Records taken from a dataset
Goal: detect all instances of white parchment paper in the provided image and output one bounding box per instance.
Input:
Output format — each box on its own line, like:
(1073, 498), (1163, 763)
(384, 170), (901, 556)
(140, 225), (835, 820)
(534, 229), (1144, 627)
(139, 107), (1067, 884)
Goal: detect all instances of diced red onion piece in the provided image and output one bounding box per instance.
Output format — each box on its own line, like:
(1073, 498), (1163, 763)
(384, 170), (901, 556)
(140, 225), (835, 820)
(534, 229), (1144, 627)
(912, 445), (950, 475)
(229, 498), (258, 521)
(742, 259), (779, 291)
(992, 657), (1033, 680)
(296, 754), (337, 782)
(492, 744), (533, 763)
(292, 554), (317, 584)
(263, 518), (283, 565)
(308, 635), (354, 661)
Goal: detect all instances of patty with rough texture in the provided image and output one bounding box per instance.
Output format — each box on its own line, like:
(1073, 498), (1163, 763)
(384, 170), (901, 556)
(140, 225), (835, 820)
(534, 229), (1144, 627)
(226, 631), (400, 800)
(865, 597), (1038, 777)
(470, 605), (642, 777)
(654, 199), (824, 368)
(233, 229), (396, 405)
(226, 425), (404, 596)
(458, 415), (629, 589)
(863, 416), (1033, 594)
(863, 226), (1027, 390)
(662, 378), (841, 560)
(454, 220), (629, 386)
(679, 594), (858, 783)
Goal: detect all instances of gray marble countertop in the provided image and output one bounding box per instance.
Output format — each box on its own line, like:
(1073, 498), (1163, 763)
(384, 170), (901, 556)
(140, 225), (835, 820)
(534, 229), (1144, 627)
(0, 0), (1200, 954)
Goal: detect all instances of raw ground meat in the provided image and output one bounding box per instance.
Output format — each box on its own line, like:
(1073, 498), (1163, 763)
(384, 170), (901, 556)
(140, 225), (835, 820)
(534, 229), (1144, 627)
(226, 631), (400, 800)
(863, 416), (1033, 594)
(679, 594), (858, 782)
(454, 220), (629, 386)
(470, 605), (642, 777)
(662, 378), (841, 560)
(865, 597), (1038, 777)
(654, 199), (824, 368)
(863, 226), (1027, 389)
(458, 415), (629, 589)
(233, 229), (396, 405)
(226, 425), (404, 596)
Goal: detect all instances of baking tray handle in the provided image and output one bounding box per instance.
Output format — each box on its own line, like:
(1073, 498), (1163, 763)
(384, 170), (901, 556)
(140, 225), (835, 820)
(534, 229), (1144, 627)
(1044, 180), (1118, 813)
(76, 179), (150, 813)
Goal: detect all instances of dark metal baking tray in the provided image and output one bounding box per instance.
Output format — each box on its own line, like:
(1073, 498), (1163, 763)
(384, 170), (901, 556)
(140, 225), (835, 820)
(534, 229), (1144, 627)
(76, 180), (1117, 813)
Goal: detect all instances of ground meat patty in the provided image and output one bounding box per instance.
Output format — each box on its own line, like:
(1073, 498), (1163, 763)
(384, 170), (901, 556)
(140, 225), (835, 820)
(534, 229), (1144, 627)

To do: Render each line of the material above as a numbered list, and omit any blank lines.

Completed task:
1. Goal: detect all instances of white parchment paper in the provided image and output one bounding box per instance.
2. Input:
3. Output format — each box on its own line, like:
4. (1073, 498), (1163, 763)
5. (384, 170), (901, 556)
6. (140, 225), (835, 820)
7. (534, 229), (1144, 627)
8. (139, 107), (1067, 884)
9. Goal: detect all instances of diced red onion piece in the provided image and output one bounding box per instance.
10. Output format — each box on its own line, like:
11. (1073, 498), (1163, 763)
12. (384, 170), (901, 556)
13. (140, 225), (835, 820)
14. (534, 229), (1144, 627)
15. (912, 445), (950, 475)
16. (229, 498), (258, 521)
17. (742, 259), (779, 291)
18. (992, 657), (1033, 680)
19. (296, 754), (337, 782)
20. (492, 744), (533, 763)
21. (292, 554), (317, 584)
22. (263, 518), (283, 565)
23. (308, 635), (354, 661)
24. Goal: detect all instances of patty with rough texture in the provided image and output one bounding box per instance.
25. Output format — each box on its own line, like:
26. (1073, 498), (1163, 763)
27. (384, 170), (901, 556)
28. (140, 225), (835, 820)
29. (534, 229), (1144, 627)
30. (226, 631), (400, 800)
31. (865, 597), (1038, 777)
32. (470, 605), (642, 777)
33. (654, 199), (824, 368)
34. (233, 229), (396, 405)
35. (226, 425), (404, 596)
36. (458, 415), (629, 589)
37. (863, 416), (1033, 594)
38. (863, 226), (1027, 390)
39. (662, 378), (841, 560)
40. (454, 220), (629, 386)
41. (679, 594), (858, 783)
42. Goal: detect all instances of gray marble countertop in the provided image and output one bounding box per instance.
43. Output format — each box on its own line, like:
44. (1073, 498), (1163, 763)
45. (384, 170), (901, 556)
46. (140, 225), (835, 820)
47. (534, 229), (1144, 627)
48. (0, 0), (1200, 954)
49. Goal: detect all instances of raw ground meat in the provided image and output one bounding box per instance.
50. Output format — each box on its own line, like:
51. (1073, 498), (1163, 763)
52. (384, 170), (901, 556)
53. (140, 225), (835, 820)
54. (534, 229), (1144, 627)
55. (226, 631), (400, 800)
56. (863, 416), (1033, 594)
57. (679, 594), (858, 782)
58. (454, 220), (629, 386)
59. (470, 605), (642, 777)
60. (662, 378), (841, 560)
61. (865, 597), (1038, 777)
62. (654, 199), (824, 368)
63. (863, 226), (1027, 389)
64. (458, 415), (629, 589)
65. (233, 229), (396, 405)
66. (226, 425), (404, 596)
67. Goal: detect all instances of baking tray handle in the provided image and output one bounding box per instance.
68. Output format — each box on its own line, like:
69. (1073, 498), (1163, 763)
70. (384, 170), (901, 556)
71. (140, 225), (835, 820)
72. (534, 229), (1144, 627)
73. (1044, 180), (1118, 813)
74. (76, 179), (150, 813)
75. Goal: detect all instances of dark metal baking tray in the provided image and output one bounding box per instance.
76. Output format — each box on its own line, like:
77. (1073, 498), (1163, 763)
78. (384, 170), (901, 556)
79. (140, 225), (835, 820)
80. (534, 229), (1144, 627)
81. (76, 180), (1117, 813)
82. Goal: detect all instances of ground meat patty in the provided image and output one bounding box per instance.
83. Output format — each box on its own line, like:
84. (1073, 498), (1163, 763)
85. (384, 170), (901, 556)
86. (140, 225), (835, 820)
87. (534, 229), (1144, 627)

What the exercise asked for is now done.